• Short exercise: Rewrite the rows starting at the line containing "to detect evergreen" and ending at the line containing "[238,297,707,432]", both lines included, with the requests kept. Add 17 to every box coordinate in the answers.

Entries on locating named things:
************

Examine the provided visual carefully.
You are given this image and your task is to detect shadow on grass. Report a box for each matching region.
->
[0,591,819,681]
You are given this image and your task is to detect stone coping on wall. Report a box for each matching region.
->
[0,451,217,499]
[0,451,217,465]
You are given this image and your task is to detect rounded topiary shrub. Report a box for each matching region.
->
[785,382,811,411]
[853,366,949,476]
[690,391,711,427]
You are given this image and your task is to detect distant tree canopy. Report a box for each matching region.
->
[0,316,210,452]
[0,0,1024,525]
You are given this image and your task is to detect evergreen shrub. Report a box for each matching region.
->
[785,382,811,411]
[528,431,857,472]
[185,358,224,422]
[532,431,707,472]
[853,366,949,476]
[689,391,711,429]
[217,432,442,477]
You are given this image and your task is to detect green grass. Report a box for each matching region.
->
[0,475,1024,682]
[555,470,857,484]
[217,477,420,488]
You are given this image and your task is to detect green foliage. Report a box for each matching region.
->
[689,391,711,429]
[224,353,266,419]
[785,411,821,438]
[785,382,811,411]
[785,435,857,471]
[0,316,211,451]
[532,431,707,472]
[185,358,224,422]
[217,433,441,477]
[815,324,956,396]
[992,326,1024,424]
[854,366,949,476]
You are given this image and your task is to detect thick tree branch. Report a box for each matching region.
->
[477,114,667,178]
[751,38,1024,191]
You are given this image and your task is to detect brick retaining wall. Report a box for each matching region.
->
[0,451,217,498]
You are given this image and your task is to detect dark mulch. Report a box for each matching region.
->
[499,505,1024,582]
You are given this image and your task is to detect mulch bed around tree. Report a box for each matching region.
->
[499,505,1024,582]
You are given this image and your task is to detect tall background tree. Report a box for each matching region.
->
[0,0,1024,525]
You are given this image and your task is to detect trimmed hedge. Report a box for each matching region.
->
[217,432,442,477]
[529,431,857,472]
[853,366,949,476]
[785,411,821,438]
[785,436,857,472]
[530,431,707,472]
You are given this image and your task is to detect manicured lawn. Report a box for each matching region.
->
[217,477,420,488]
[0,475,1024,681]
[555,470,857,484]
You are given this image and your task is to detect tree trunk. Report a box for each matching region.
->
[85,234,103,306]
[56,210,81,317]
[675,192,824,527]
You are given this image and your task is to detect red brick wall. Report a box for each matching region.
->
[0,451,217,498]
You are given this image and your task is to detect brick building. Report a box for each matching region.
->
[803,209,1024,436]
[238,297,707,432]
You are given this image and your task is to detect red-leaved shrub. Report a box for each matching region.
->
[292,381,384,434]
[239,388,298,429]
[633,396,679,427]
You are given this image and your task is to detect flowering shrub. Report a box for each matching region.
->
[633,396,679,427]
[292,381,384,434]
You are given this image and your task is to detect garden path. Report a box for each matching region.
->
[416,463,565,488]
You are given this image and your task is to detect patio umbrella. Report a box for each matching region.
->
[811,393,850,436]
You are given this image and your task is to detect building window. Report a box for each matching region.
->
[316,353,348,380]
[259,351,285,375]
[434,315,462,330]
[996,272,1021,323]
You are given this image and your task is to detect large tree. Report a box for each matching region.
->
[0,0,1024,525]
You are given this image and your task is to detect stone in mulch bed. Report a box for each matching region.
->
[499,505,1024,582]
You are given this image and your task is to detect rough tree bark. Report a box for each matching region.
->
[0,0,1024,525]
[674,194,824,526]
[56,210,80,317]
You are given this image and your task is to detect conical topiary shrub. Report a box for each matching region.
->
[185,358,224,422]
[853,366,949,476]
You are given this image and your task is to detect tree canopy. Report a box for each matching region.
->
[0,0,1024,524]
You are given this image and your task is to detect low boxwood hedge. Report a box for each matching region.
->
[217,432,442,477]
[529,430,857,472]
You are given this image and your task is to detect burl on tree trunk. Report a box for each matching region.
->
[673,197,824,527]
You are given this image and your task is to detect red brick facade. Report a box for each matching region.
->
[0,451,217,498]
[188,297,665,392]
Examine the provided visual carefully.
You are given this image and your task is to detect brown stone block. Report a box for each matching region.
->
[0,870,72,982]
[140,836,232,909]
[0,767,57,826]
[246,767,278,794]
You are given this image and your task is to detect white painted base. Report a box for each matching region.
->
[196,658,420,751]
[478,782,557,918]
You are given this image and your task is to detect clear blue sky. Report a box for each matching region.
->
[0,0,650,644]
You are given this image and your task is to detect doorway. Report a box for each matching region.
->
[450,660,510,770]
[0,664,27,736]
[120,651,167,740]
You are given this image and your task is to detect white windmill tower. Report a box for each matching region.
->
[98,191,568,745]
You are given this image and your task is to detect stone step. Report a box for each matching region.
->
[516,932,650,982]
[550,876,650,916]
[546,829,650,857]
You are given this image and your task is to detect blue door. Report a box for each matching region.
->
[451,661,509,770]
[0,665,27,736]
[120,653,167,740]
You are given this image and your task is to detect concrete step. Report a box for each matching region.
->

************

• Task solution:
You are given this image and your task is to detect evergreen shrub. Report a box for each matching region.
->
[802,399,828,428]
[545,448,874,489]
[202,375,241,439]
[549,448,724,489]
[870,383,966,493]
[706,408,728,446]
[234,449,459,494]
You are given this image and your task is to detect green grass. Report a box for each matching region.
->
[17,492,1041,699]
[572,487,874,501]
[234,494,437,505]
You are given this image and your task is to detect green foliage. Report a box for each matching region.
->
[706,408,728,446]
[241,370,283,436]
[802,428,838,455]
[802,399,828,428]
[802,452,874,488]
[17,333,228,468]
[549,448,724,489]
[202,375,241,439]
[234,450,458,494]
[832,341,973,413]
[1009,343,1041,441]
[871,383,966,493]
You are given this image and your task is to detect thick tree branch. Report a box for each matching region.
->
[494,131,684,195]
[768,55,1041,208]
You are given this image and your task is to detect brick retaining wall. Report a box for each matching region.
->
[17,468,234,515]
You are given this image and your task is to detect dark mulch. Report a box for each matching region.
->
[516,522,1041,599]
You are given this image and your task is to detect mulch bed around tree. Report a box for each matching region.
->
[516,522,1041,599]
You are given this image and your task is to detect tall background tree. Report a box for each matching region.
->
[17,17,1041,542]
You are given this image and your task is to detect trimmed hedge. Report a box for each matching region.
->
[234,449,459,494]
[546,448,874,489]
[870,383,966,493]
[802,428,838,455]
[802,453,874,489]
[547,448,724,489]
You are given this image and your task is to detect manicured lawn. Report a box for each matching region.
->
[234,494,437,505]
[17,492,1041,698]
[572,487,874,501]
You are given this image and your task is to detect tree trunk. Report a box for each matching region.
->
[102,251,120,323]
[73,227,98,334]
[692,209,841,544]
You are given this image and your task is to detect red brick wall. Report a box for each matching region.
->
[17,468,234,515]
You are given this image and your task is to detect brick building. Report a box for each matching region.
->
[820,226,1041,453]
[255,314,724,449]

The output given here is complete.